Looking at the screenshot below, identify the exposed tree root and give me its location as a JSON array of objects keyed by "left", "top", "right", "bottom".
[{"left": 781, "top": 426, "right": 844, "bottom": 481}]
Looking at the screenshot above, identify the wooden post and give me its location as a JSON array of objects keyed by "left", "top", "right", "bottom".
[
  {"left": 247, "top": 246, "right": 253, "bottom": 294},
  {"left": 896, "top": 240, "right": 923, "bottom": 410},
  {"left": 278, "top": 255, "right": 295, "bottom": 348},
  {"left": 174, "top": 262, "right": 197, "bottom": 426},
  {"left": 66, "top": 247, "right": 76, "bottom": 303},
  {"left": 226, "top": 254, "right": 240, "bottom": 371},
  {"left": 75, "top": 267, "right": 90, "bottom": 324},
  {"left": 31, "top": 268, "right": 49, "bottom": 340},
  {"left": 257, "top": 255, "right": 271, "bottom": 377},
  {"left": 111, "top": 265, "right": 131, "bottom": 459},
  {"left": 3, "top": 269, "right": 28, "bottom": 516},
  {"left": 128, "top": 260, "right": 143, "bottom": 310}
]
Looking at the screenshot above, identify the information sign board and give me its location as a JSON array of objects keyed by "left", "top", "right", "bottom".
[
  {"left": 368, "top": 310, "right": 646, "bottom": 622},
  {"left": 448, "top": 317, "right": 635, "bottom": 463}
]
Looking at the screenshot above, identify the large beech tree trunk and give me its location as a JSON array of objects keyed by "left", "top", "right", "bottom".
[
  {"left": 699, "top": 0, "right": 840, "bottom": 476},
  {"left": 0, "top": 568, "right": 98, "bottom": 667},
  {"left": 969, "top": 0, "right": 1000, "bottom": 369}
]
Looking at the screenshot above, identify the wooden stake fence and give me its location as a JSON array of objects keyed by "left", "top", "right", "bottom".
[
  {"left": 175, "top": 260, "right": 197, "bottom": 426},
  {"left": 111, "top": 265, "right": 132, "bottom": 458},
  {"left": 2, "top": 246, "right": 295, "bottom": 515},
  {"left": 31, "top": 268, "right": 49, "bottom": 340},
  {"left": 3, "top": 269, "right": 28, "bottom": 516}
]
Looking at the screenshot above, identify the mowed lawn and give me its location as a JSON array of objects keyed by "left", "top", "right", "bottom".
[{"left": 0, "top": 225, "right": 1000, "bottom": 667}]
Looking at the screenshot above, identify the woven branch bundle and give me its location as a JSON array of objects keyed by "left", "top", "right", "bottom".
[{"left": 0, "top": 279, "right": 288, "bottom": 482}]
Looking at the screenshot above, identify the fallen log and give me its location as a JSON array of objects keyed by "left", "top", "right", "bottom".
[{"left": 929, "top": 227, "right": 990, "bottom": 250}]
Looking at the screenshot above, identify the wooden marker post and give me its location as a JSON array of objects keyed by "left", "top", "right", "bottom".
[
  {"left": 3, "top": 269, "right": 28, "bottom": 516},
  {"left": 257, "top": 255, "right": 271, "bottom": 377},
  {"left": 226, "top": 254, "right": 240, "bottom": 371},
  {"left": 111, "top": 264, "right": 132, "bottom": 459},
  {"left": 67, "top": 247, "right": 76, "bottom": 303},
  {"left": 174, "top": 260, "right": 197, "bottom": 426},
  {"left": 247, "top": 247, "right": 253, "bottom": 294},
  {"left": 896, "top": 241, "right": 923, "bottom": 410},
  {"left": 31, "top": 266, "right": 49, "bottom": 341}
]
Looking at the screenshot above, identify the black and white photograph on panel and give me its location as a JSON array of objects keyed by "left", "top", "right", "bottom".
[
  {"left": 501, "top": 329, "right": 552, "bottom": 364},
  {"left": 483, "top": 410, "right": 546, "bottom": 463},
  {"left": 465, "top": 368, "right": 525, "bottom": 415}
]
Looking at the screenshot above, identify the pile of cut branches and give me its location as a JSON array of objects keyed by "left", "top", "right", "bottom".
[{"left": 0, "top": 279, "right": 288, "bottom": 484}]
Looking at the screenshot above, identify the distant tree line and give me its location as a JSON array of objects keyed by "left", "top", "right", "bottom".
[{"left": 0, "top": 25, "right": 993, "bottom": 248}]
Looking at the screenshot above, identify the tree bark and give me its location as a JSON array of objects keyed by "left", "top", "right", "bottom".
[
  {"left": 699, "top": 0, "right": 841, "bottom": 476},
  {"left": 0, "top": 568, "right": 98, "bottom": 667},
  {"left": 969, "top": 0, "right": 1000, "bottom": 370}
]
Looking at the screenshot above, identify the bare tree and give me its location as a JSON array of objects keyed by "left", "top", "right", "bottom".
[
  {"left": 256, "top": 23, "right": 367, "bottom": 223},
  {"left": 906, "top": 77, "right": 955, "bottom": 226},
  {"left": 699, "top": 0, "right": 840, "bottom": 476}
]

▬▬▬▬▬▬

◆ THE EXERCISE:
Reproduce every one of the lines above verbatim, without any alteration.

◆ RESULT OF THIS TASK:
Looking at the screenshot below, identify the exposed tree root and give me its location as a JSON array of objects keyed by "left", "top", "right", "bottom".
[{"left": 781, "top": 426, "right": 844, "bottom": 481}]
Looking at the screenshot above, identify the wooden post and give me its location as a JSON array of objects keyed by "left", "top", "right", "bottom".
[
  {"left": 247, "top": 246, "right": 253, "bottom": 294},
  {"left": 896, "top": 240, "right": 923, "bottom": 410},
  {"left": 278, "top": 255, "right": 295, "bottom": 348},
  {"left": 174, "top": 262, "right": 197, "bottom": 426},
  {"left": 66, "top": 247, "right": 76, "bottom": 303},
  {"left": 226, "top": 254, "right": 240, "bottom": 371},
  {"left": 75, "top": 267, "right": 90, "bottom": 324},
  {"left": 31, "top": 268, "right": 49, "bottom": 340},
  {"left": 257, "top": 255, "right": 271, "bottom": 377},
  {"left": 111, "top": 265, "right": 131, "bottom": 459},
  {"left": 3, "top": 269, "right": 28, "bottom": 516},
  {"left": 128, "top": 260, "right": 143, "bottom": 310}
]
Looking at the screenshot above, identify the information sign board and give me its location as a JSON array of objects keyed by "left", "top", "right", "bottom".
[
  {"left": 368, "top": 310, "right": 646, "bottom": 622},
  {"left": 448, "top": 317, "right": 635, "bottom": 463}
]
Looking at the screenshot above, identify the large beech tree trunk and give me its location as a JSON array of objects keyed by "left", "top", "right", "bottom".
[
  {"left": 699, "top": 0, "right": 840, "bottom": 476},
  {"left": 0, "top": 568, "right": 98, "bottom": 667},
  {"left": 969, "top": 0, "right": 1000, "bottom": 369}
]
Looking at the screenshot above, identify the wooden stake fence and give me its location as a JSON array of objects keyed by "left", "top", "right", "bottom".
[
  {"left": 175, "top": 260, "right": 197, "bottom": 426},
  {"left": 111, "top": 265, "right": 132, "bottom": 458},
  {"left": 2, "top": 246, "right": 295, "bottom": 515},
  {"left": 31, "top": 268, "right": 49, "bottom": 340},
  {"left": 3, "top": 269, "right": 28, "bottom": 516}
]
Looking at the screenshot above, identify the mowed lawn and give me its location as a JSON array of objects keyed by "left", "top", "right", "bottom".
[{"left": 0, "top": 225, "right": 1000, "bottom": 667}]
Looking at the screenshot above, identify the woven branch bundle and give me its location as a JSON array of objects keyed by "left", "top", "right", "bottom".
[{"left": 0, "top": 279, "right": 288, "bottom": 482}]
Looking at the screenshot above, identify the fallen log and give me its location as a JSON array of objects keyed by "left", "top", "right", "bottom".
[{"left": 929, "top": 227, "right": 990, "bottom": 250}]
Looking at the screenshot above, identify the wooden marker post and give me its location as a JSON array of objects keyed by "left", "top", "right", "bottom".
[
  {"left": 3, "top": 269, "right": 28, "bottom": 516},
  {"left": 257, "top": 255, "right": 271, "bottom": 377},
  {"left": 226, "top": 254, "right": 240, "bottom": 371},
  {"left": 111, "top": 264, "right": 132, "bottom": 459},
  {"left": 67, "top": 247, "right": 76, "bottom": 303},
  {"left": 174, "top": 260, "right": 197, "bottom": 426},
  {"left": 247, "top": 247, "right": 253, "bottom": 294},
  {"left": 896, "top": 241, "right": 923, "bottom": 410},
  {"left": 31, "top": 266, "right": 49, "bottom": 341}
]
Looking at the screenshot above, identify the black and white photograph on panel and give me its location as a JSON array of objects keyed by "left", "top", "right", "bottom".
[
  {"left": 501, "top": 329, "right": 552, "bottom": 364},
  {"left": 483, "top": 410, "right": 546, "bottom": 463},
  {"left": 465, "top": 368, "right": 525, "bottom": 415}
]
Looking at the screenshot above, identify the pile of cut branches and give me its location as a JSON array of objects keyed by "left", "top", "right", "bottom".
[{"left": 0, "top": 279, "right": 288, "bottom": 484}]
Looking at the screenshot above, identify the distant tree line and give me its location as a JSON array of objects keyed by "left", "top", "right", "bottom".
[{"left": 0, "top": 25, "right": 993, "bottom": 248}]
Looking at the screenshot above, identify the tree bark and give me its location as a JSON array of objects keyed by "left", "top", "right", "bottom".
[
  {"left": 699, "top": 0, "right": 841, "bottom": 476},
  {"left": 0, "top": 568, "right": 98, "bottom": 667},
  {"left": 969, "top": 0, "right": 1000, "bottom": 370}
]
Looking at the screenshot above, identify the bare tree and give me its location as a JSON array of objects keyed by "left", "top", "right", "bottom".
[
  {"left": 256, "top": 23, "right": 367, "bottom": 223},
  {"left": 906, "top": 77, "right": 955, "bottom": 226},
  {"left": 699, "top": 0, "right": 840, "bottom": 476}
]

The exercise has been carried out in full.